== Segment start ==
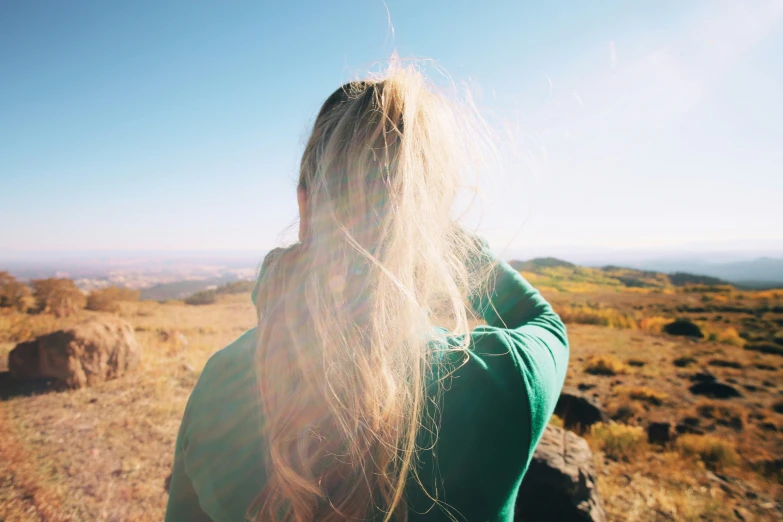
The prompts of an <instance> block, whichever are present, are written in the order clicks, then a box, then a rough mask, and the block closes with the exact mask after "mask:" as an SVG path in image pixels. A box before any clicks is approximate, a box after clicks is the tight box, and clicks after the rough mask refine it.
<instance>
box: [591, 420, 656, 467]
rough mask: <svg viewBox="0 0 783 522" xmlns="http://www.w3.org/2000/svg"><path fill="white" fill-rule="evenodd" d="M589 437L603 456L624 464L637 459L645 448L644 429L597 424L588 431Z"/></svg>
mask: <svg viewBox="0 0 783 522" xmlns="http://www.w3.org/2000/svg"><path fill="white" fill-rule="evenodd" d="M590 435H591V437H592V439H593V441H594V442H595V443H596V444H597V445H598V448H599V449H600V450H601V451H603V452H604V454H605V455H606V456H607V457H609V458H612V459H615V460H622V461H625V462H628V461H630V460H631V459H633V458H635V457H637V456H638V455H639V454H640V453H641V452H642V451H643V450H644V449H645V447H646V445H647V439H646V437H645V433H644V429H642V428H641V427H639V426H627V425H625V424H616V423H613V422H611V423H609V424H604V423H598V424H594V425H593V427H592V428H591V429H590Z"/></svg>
== Segment end ==
-- Problem statement --
Please rewrite the records above with every "rough mask" changed to "coarse mask" and nothing else altered, leaving out the pictures.

-- Problem solution --
The prompts of an <instance> block, whichever are present, are written in the order clicks, then a box, then a coarse mask, and the block closes with the exact mask after "mask:" as an SVG path in image pixels. A box before any clicks is approximate, a box after clicks is the tight box, and clicks after the coarse mask refine it.
<instance>
box: [591, 420, 656, 467]
coarse mask: <svg viewBox="0 0 783 522" xmlns="http://www.w3.org/2000/svg"><path fill="white" fill-rule="evenodd" d="M589 437L603 456L624 464L637 459L645 448L644 429L597 424L588 431Z"/></svg>
mask: <svg viewBox="0 0 783 522" xmlns="http://www.w3.org/2000/svg"><path fill="white" fill-rule="evenodd" d="M590 435H591V437H592V439H593V441H594V442H595V443H596V444H597V445H598V448H599V449H600V450H601V451H603V452H604V454H605V455H606V456H607V457H609V458H612V459H615V460H622V461H625V462H628V461H630V460H631V459H633V458H635V457H637V456H638V455H639V454H640V453H641V452H642V451H643V450H644V449H645V447H646V445H647V439H646V437H645V433H644V429H642V428H641V427H639V426H627V425H625V424H616V423H613V422H611V423H609V424H604V423H598V424H594V425H593V427H592V428H591V429H590Z"/></svg>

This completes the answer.